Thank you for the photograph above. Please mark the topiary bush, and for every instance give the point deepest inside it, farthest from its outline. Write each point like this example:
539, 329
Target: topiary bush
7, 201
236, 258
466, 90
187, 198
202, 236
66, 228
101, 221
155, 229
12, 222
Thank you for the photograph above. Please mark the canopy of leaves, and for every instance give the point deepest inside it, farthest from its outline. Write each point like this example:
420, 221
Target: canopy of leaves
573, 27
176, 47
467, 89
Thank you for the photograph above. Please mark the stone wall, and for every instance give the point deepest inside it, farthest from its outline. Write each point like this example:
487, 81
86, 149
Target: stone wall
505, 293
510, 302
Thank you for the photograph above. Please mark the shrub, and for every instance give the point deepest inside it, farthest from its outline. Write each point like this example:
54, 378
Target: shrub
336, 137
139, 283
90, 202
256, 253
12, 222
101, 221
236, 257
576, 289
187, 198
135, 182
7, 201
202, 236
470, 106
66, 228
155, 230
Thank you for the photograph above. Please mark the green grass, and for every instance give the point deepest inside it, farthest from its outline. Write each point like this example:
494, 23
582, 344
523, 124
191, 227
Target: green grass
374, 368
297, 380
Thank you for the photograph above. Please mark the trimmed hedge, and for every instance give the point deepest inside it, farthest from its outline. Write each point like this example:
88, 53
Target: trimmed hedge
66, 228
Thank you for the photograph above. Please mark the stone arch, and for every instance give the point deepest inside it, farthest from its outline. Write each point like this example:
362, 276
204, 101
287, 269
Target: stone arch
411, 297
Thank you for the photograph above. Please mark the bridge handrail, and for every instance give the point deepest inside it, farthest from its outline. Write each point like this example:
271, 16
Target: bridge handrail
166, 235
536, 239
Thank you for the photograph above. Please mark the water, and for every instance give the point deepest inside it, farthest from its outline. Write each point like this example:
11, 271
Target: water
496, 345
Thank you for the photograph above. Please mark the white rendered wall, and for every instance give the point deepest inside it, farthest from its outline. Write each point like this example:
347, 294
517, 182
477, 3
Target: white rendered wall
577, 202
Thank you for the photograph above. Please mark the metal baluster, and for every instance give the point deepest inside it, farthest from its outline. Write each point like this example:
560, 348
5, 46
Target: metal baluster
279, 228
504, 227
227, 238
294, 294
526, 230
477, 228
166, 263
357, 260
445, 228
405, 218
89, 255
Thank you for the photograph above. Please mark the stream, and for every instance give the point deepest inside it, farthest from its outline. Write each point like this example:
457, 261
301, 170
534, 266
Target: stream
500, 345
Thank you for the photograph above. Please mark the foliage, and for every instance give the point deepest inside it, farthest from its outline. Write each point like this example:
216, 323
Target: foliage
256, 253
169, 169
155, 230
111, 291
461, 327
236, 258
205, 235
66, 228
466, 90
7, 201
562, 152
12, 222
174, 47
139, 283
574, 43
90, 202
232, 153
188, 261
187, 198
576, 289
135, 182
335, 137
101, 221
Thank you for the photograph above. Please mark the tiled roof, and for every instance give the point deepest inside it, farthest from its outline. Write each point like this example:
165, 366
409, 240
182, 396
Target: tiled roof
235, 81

===

A faithful, complete copy of the entries above is required.

Thank you for the photograph above. Please mark the topiary bush, and for every instance give the point deepest inside it, farthest from its outline. Write each point like this example:
539, 329
Target: topiary bush
7, 201
236, 258
466, 90
187, 198
202, 236
66, 228
101, 221
155, 229
12, 222
Thank you for the photograph above. Please mark the canopy of leaves, and for every instance give the point deepest inside it, farthest from its outline. Write each point like this example:
420, 221
Target: canopy of leaves
573, 27
176, 47
467, 89
Thank you for the photograph above. Please mark the stone wall, and for every instance give the point deepest inside it, farthest from its outline. Write each point like this example:
487, 81
86, 149
Target: stone wall
505, 293
510, 302
Thank you for the photograph above. Please mark the shrub, and for every instance give the point deepest inside it, farthest from its outline. Write each point like this example:
54, 378
Target: shrub
336, 137
139, 283
90, 202
256, 253
12, 222
101, 221
236, 257
576, 289
187, 198
135, 182
7, 201
202, 236
470, 106
66, 228
155, 230
Thank you for the photograph above. Please mark the green grass, and for every instance give the point deepest inside it, farthest from its outline. Write each point like this example:
494, 23
582, 344
523, 124
191, 227
Target: green grass
374, 368
297, 380
Thank you for the photograph above. Please mark the trimmed hedge, and for every instance give the point deepest inside it, farthest from its outline. Write each point like this example:
88, 53
Target: trimmed hedge
66, 228
Thank you for the photograph above. Please mark the stone arch, and for every instance give the point deepest inside it, farthest from its outline. Write each point like this example:
362, 276
204, 101
287, 269
Target: stone arch
411, 297
Thank you for the photograph above. Please mark the bridge handrail, and for every instance give the point deepest inside it, farthest from its outline. Write each point like this example:
271, 16
Target: bridge handrail
166, 235
536, 239
Thank you for the photograph above. Please mark the water, and for every instance give the point deepest inside it, farthest from its outline. Write each point like this example:
11, 271
Target: water
496, 345
Thank you for the photograph above. Please mark the white rendered wall, and for every instance give the point deepest inside it, farthest from its outline. Write each point like this example:
347, 294
517, 182
477, 3
Target: white rendered wall
577, 202
Thank you for the photograph above. Please mark the metal baluster, and for every instance give the point deepest inside it, farthest from its outline. Write each point like this example:
560, 348
5, 46
Target: metal baluster
279, 228
504, 227
227, 238
294, 294
526, 230
477, 228
166, 263
357, 260
445, 228
405, 218
89, 255
Thank you for the photograph above. Please mark the stream, and for every instance give the point deepest inside it, farthest from its outline. Write each point like this example:
457, 261
301, 170
534, 266
Target: stream
500, 345
Thank you for the photograph above. Please mark the foliage, and for every instance give the point deepest inside it, farthest from its outline. Write each point like this example:
216, 323
Target: foliage
256, 253
169, 169
155, 230
111, 291
461, 327
236, 258
205, 235
66, 228
466, 90
7, 201
562, 152
12, 222
174, 47
139, 283
574, 43
90, 202
232, 153
188, 261
187, 198
576, 289
135, 182
335, 137
101, 221
Thank you for the photograph above. Please mark the tiled roof, and for every instance give the point deepest inside it, farthest from its outline. Write each point like this example:
165, 366
409, 240
182, 396
Target: tiled roof
235, 81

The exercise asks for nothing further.